GOAL: Convert the lines from the first one through the line containing "M224 117L224 120L225", both included, into a Markdown table with the columns Row and Line text, numbering each row and skipping blank lines. Leave the pictures out of the table.
━━━ ENTRIES ━━━
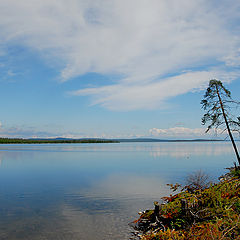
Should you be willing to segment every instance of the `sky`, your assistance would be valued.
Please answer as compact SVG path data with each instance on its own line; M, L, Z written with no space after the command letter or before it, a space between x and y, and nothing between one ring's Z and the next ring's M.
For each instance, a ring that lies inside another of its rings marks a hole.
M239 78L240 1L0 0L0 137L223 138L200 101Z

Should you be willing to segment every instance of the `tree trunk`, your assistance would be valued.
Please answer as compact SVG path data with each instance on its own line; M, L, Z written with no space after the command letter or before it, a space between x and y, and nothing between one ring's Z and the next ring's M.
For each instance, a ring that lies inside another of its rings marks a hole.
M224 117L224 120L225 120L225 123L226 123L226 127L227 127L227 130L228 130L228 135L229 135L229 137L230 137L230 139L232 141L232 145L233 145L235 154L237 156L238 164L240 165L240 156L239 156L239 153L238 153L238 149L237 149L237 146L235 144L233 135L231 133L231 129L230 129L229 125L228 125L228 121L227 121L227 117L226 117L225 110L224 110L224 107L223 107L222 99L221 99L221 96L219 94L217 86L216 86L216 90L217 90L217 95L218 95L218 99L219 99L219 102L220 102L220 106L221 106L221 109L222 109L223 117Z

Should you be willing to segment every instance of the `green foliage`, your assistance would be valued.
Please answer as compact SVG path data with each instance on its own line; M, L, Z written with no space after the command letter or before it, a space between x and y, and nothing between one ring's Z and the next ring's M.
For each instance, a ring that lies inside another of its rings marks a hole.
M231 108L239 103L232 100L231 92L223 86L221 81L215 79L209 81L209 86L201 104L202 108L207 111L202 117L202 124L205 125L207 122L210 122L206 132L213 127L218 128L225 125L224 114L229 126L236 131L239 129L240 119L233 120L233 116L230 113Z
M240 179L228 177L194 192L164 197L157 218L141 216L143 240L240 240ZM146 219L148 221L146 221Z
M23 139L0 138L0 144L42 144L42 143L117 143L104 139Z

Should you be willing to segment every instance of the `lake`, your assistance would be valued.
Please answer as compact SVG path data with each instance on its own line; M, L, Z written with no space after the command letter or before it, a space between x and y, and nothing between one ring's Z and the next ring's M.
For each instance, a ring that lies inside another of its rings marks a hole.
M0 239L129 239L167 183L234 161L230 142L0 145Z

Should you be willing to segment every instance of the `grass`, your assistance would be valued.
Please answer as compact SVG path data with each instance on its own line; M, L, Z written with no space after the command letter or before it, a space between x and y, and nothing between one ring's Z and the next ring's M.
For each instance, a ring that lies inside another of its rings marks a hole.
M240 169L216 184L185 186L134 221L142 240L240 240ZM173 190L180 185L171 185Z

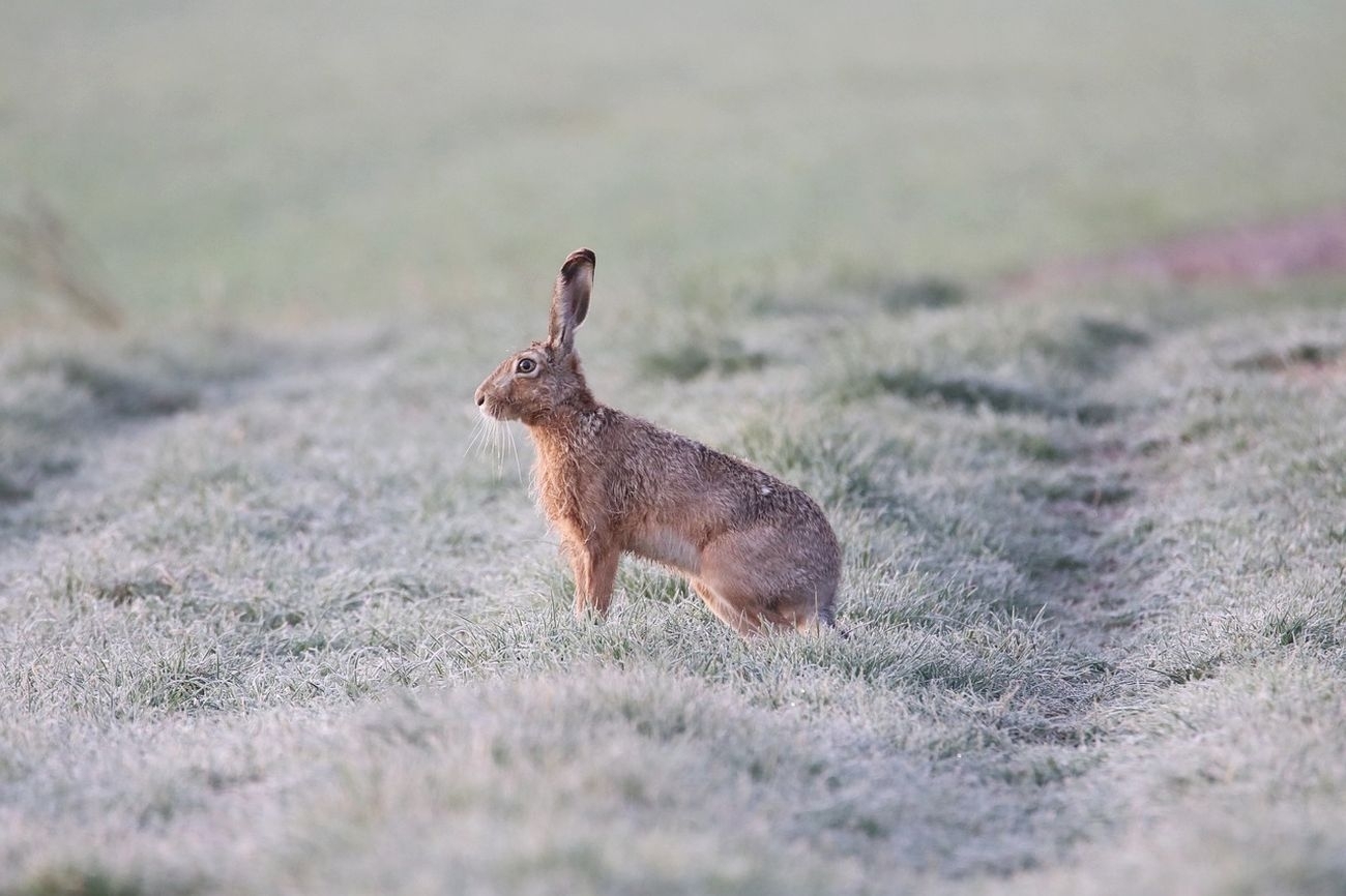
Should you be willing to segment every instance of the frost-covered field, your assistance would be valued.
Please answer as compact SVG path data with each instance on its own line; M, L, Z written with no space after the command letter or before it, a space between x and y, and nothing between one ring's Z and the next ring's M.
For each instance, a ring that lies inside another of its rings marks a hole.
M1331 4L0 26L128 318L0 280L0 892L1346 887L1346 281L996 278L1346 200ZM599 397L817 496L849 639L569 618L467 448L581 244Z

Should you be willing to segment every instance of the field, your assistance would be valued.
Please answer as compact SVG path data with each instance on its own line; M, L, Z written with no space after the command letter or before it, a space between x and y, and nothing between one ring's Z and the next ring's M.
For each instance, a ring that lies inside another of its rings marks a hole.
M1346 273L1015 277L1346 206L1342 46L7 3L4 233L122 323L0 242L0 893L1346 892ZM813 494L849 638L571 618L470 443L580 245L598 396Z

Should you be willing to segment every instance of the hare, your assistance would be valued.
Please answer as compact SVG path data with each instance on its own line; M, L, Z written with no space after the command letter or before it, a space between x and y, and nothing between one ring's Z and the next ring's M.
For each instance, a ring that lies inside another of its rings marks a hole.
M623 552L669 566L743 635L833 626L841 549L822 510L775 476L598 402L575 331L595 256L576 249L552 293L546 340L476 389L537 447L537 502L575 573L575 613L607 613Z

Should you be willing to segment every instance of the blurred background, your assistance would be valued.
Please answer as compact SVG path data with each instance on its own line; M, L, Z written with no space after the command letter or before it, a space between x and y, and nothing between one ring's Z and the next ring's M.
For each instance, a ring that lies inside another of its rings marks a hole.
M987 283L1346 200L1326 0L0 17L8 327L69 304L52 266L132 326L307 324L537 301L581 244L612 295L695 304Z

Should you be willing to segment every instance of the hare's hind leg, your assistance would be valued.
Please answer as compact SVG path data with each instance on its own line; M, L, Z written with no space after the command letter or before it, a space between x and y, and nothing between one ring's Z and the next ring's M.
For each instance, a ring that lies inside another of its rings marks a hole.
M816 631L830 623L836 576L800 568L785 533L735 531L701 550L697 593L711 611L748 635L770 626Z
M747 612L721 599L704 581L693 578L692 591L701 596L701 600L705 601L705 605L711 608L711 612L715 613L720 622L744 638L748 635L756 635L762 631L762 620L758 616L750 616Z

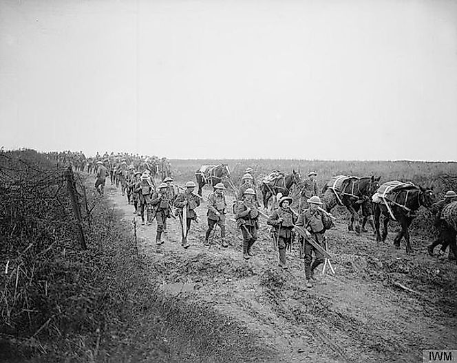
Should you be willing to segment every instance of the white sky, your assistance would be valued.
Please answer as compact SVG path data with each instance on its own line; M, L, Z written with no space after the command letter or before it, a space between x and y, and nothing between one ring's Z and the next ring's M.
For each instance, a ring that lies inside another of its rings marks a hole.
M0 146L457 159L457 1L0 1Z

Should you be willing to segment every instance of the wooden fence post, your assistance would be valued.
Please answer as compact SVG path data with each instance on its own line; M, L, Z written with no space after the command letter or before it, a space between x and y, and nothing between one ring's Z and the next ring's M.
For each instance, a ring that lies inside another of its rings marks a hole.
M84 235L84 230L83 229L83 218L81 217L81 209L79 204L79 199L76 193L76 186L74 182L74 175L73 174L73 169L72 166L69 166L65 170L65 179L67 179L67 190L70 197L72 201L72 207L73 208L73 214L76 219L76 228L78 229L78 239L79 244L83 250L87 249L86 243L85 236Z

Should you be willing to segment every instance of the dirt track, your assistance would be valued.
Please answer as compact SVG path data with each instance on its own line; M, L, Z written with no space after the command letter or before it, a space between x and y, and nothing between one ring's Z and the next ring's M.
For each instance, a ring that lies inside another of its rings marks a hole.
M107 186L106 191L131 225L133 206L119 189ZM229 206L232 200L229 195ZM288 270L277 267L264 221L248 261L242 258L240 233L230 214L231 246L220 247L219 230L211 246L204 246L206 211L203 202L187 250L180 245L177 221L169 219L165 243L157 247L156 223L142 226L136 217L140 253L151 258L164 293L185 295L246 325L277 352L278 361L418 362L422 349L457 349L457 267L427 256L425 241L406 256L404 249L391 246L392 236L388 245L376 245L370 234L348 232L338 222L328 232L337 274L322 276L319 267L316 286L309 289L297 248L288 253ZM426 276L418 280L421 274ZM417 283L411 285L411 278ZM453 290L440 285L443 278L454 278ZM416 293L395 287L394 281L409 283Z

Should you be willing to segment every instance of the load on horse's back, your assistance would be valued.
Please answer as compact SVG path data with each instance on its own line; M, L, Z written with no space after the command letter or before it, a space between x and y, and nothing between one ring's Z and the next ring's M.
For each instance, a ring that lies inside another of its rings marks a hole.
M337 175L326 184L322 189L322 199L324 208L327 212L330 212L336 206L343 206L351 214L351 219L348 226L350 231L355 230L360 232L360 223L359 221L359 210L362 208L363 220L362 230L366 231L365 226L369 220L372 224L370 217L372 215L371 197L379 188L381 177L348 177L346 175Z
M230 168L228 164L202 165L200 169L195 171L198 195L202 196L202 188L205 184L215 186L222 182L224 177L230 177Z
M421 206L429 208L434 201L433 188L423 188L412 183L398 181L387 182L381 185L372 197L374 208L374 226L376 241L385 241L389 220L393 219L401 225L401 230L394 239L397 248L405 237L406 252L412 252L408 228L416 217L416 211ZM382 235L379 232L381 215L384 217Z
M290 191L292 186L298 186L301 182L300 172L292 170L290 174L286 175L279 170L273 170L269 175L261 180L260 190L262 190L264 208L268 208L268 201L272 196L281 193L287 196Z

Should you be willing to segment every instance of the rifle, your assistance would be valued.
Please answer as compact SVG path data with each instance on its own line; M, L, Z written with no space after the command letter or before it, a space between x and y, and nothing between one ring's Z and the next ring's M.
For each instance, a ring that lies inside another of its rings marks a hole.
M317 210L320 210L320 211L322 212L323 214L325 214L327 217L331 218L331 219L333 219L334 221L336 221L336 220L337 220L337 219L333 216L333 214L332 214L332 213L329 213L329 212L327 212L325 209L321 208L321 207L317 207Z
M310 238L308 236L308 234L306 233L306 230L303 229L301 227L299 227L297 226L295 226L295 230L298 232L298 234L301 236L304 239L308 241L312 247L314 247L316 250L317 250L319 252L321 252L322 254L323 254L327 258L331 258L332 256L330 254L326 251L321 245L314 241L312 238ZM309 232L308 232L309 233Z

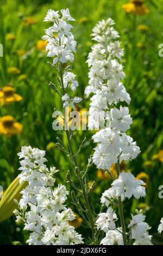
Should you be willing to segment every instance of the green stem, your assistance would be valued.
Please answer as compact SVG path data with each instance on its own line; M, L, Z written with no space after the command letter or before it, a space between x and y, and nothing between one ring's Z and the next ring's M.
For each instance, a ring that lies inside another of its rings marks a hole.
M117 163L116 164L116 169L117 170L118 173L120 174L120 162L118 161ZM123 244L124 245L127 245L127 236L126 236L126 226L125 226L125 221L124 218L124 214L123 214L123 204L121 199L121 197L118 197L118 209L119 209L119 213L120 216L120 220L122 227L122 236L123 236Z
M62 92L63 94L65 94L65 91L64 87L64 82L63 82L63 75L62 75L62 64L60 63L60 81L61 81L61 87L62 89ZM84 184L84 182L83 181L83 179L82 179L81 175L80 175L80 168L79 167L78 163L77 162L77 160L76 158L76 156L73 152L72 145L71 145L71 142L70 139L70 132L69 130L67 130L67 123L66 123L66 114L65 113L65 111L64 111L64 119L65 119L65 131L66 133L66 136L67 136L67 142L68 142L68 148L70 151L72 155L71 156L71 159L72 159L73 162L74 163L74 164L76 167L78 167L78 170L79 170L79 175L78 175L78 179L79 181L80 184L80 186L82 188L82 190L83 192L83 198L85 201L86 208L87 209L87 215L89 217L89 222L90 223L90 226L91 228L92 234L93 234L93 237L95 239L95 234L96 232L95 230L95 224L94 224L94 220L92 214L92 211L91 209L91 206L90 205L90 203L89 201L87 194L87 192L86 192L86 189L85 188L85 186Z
━━━
RESULT FOR THIS TASK:
| Row | Line text |
|---|---|
| 1 | Should you be willing to segment every instance of the `sky`, your assistance would be valued. |
| 2 | Please answer as compact SVG path data with each instance on its own line; M, L, Z written with no space after the command letter or before it, a space between x and y, and nothing between one ring's Z and the next ring's M. |
| 3 | For each instance, a ring that lies inside another of its rings marks a hole. |
| 4 | M239 78L240 1L0 0L0 137L223 138L200 101Z |
| 5 | Should you be willing to segment every instance of the `tree trunk`, your assistance would be valued. |
| 6 | Please answer as compact SVG path data with each instance on its own line; M, L, Z written with no space after the command letter or before it, a space between x and y, and nothing between one ring's Z and the next ring's M. |
| 7 | For each instance, a ring that lies inside another of its rings marks a hole. |
| 8 | M224 117L224 120L225 120L225 123L226 123L226 127L227 127L227 130L228 130L228 135L229 135L229 137L230 137L230 139L232 141L232 145L233 145L235 154L237 156L238 164L240 165L240 156L239 156L239 153L238 153L238 149L237 149L237 146L235 144L233 135L231 133L231 129L230 129L229 125L228 125L228 121L227 121L227 117L226 117L225 110L224 110L224 107L223 107L222 99L221 99L221 96L219 94L217 86L216 86L216 90L217 90L217 95L218 95L218 99L219 99L219 102L220 102L220 106L221 106L221 109L222 109L223 117Z |